Data with point annotations

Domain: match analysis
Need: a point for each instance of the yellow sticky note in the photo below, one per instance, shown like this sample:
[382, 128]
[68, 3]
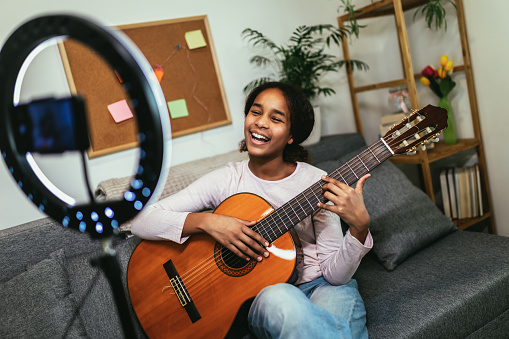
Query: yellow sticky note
[178, 108]
[195, 39]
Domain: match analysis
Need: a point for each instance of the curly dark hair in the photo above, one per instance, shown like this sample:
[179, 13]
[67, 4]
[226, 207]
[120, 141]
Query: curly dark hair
[302, 119]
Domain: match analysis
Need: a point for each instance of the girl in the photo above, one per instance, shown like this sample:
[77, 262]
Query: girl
[324, 302]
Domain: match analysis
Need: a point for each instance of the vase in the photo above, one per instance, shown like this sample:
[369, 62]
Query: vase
[450, 132]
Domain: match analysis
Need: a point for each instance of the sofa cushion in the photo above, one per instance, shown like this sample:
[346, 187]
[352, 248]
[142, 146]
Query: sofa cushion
[179, 177]
[450, 289]
[403, 218]
[89, 283]
[38, 303]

Task to complete:
Please reproduce the data above line for line, without any changes, leaving out the pictures.

Worked answer:
Domain: match analysis
Need: a point for each instance of the yellow sticky note in the photo below, one per instance, shown like this sample:
[382, 128]
[68, 3]
Query: yellow sticky note
[178, 108]
[195, 39]
Domain: match analysis
Need: a point for each instance of the curly dark hair in the photo above, one per instance, shown like this sample:
[179, 13]
[67, 4]
[226, 207]
[120, 141]
Query: curly dark hair
[302, 119]
Domain: match analysis
Need: a point for each instance of the girl in the photo above, one per instance, shown like this sample:
[77, 262]
Query: girl
[324, 302]
Domain: match analysis
Need: a point for each instance of the vase in the photo above, one per instance, shown like this sample:
[369, 62]
Query: vase
[450, 132]
Domain: match analysis
Need: a point for each instance of the sofa cushion in the photo above, one per instance, shown like this sample:
[346, 187]
[352, 248]
[142, 146]
Query: sofa cushion
[179, 177]
[450, 289]
[403, 218]
[89, 283]
[38, 303]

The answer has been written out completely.